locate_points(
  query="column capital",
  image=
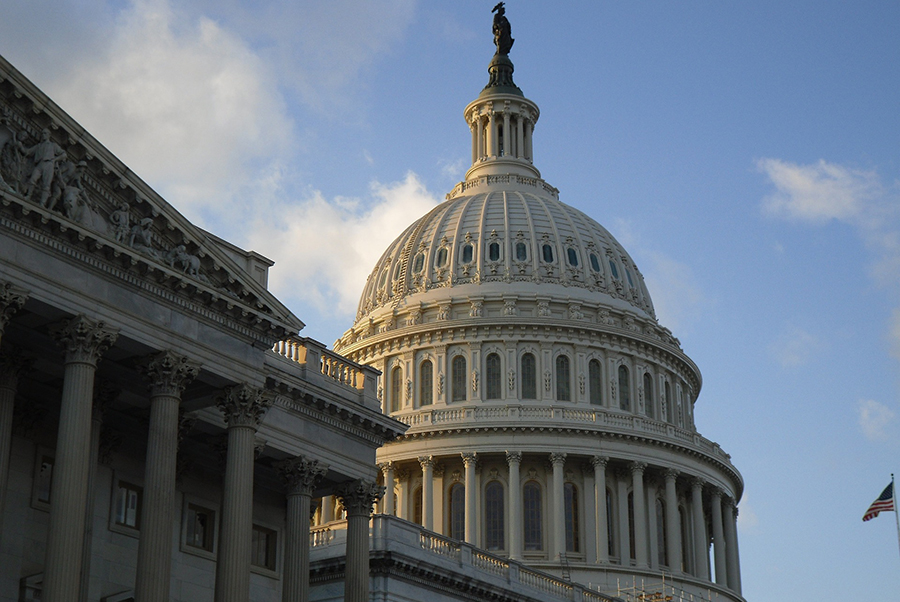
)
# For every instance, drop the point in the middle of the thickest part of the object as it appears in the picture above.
(84, 339)
(637, 467)
(513, 457)
(358, 496)
(168, 372)
(600, 461)
(300, 475)
(12, 298)
(243, 405)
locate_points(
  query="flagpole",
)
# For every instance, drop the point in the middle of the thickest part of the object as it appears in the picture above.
(896, 509)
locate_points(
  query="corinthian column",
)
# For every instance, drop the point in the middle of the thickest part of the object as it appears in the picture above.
(599, 463)
(514, 459)
(427, 463)
(168, 374)
(84, 340)
(357, 498)
(701, 549)
(558, 461)
(244, 408)
(300, 477)
(673, 531)
(640, 514)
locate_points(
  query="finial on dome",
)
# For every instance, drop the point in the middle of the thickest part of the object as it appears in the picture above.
(501, 68)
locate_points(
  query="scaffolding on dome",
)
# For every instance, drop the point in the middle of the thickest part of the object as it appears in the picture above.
(658, 591)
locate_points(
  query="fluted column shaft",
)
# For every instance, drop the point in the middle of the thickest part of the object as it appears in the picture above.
(358, 498)
(514, 460)
(673, 532)
(701, 550)
(300, 477)
(719, 543)
(427, 463)
(244, 408)
(599, 463)
(168, 374)
(469, 462)
(85, 340)
(558, 460)
(640, 514)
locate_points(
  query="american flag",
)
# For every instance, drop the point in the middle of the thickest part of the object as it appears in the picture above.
(884, 503)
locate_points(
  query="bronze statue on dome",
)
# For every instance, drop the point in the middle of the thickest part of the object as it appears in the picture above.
(502, 30)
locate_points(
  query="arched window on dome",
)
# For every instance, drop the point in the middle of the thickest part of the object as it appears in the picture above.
(670, 403)
(441, 258)
(494, 534)
(563, 386)
(613, 269)
(661, 542)
(417, 505)
(426, 382)
(533, 536)
(547, 253)
(570, 494)
(649, 400)
(529, 376)
(468, 253)
(458, 378)
(457, 511)
(610, 525)
(396, 389)
(595, 382)
(493, 376)
(624, 389)
(521, 251)
(631, 538)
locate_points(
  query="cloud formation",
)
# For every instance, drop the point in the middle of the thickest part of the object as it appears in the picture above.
(874, 419)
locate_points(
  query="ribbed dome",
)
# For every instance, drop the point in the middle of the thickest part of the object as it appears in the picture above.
(506, 236)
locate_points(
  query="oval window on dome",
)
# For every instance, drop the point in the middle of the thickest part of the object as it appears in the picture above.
(521, 251)
(441, 260)
(468, 252)
(547, 252)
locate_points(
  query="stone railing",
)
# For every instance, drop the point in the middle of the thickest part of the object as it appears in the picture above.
(608, 420)
(328, 369)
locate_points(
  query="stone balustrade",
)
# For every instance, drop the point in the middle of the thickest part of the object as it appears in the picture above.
(327, 368)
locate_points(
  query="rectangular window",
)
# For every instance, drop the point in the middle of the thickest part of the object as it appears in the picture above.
(199, 525)
(262, 548)
(128, 505)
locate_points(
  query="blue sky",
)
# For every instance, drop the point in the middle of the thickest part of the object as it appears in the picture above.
(744, 153)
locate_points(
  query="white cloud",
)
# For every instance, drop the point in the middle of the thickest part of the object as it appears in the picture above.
(795, 347)
(325, 249)
(874, 419)
(817, 192)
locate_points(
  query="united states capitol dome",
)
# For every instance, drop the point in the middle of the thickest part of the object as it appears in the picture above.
(551, 417)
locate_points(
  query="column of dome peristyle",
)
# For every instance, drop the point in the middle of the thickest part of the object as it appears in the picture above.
(85, 340)
(244, 408)
(300, 477)
(501, 126)
(168, 373)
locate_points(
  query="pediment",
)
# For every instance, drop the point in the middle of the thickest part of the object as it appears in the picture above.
(56, 178)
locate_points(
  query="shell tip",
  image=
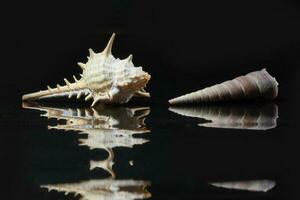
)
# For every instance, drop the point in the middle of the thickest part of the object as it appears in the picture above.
(107, 50)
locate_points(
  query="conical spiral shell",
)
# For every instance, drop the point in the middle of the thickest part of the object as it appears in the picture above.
(258, 84)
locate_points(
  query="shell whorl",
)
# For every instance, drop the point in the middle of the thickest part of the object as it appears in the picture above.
(104, 79)
(258, 84)
(233, 116)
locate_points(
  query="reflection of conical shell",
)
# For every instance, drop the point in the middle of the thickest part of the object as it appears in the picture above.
(253, 185)
(258, 84)
(253, 117)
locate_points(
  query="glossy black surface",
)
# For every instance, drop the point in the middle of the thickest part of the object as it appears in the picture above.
(185, 46)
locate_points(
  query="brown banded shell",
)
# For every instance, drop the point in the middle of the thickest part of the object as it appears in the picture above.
(258, 84)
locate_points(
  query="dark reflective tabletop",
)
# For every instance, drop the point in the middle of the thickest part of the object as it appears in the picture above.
(216, 151)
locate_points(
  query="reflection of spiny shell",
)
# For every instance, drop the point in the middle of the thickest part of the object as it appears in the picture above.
(255, 117)
(253, 185)
(258, 84)
(104, 78)
(106, 189)
(105, 127)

■ Work to be completed: Please count how many lines in the data above contain the string "column", treating uppercase and lowercase letters as different. Reply with the number only.

■ Full output: 4